Leaving out the pictures, print exactly the lines from the one holding "Would you be able to mark the white ceiling" to the last line of the entries below, both included, and nothing more.

▶ [Source data]
+-------+

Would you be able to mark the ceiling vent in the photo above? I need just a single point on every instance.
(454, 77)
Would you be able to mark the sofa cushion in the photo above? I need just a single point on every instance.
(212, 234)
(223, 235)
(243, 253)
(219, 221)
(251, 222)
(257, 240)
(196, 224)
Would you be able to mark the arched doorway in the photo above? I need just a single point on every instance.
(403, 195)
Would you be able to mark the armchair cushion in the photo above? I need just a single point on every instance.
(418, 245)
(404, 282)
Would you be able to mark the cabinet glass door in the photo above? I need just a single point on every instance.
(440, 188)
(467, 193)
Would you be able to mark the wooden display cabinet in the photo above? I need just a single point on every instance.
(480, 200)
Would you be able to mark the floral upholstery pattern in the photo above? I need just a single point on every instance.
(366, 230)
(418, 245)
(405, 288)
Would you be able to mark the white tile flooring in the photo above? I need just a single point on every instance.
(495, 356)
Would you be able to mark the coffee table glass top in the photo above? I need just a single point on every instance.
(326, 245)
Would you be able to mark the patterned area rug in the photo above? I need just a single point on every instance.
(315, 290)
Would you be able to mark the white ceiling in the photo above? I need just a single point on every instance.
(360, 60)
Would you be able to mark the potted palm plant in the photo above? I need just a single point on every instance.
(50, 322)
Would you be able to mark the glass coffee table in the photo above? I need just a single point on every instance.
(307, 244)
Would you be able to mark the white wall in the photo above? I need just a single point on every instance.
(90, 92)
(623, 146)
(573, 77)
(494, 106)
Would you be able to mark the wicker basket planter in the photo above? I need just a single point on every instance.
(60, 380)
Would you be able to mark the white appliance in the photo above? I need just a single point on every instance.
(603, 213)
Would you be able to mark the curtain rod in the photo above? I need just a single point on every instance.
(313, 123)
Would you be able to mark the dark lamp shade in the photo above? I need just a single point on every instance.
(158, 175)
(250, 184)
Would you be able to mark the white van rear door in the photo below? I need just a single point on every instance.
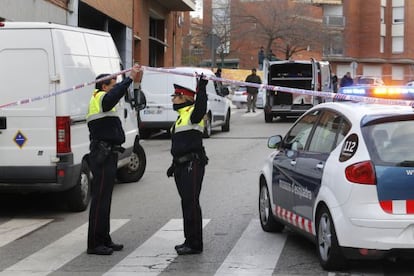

+-------+

▶ [Exercise solution]
Would you be able to mark the white ceiling in the photo above? I need just a single point on every instance.
(360, 60)
Would you be able to mark the potted palm plant in the photo above? I need just a single point on every instance.
(50, 322)
Would you be able to mark the glass coffee table in the photo above? I need just a single point on every instance.
(307, 244)
Would you be able to mark the white wall in the photo above? I need just a single point on every instance.
(90, 92)
(623, 146)
(573, 77)
(494, 106)
Would you be able to mark the wicker basket planter in the photo above? I need just a single point on every instance.
(60, 380)
Would you be able to mark the white appliance in the photo above? I need just a single point on every instance.
(603, 213)
Would you be able to mark the curtain rod in the photo above? I need just a single point on every instance.
(313, 123)
Would you be able to mark the dark lamp shade in the photo above? I need just a single point on every instance.
(158, 175)
(250, 184)
Would you be able to mark the white van rear door in the photo below? I need just a single point on every instance.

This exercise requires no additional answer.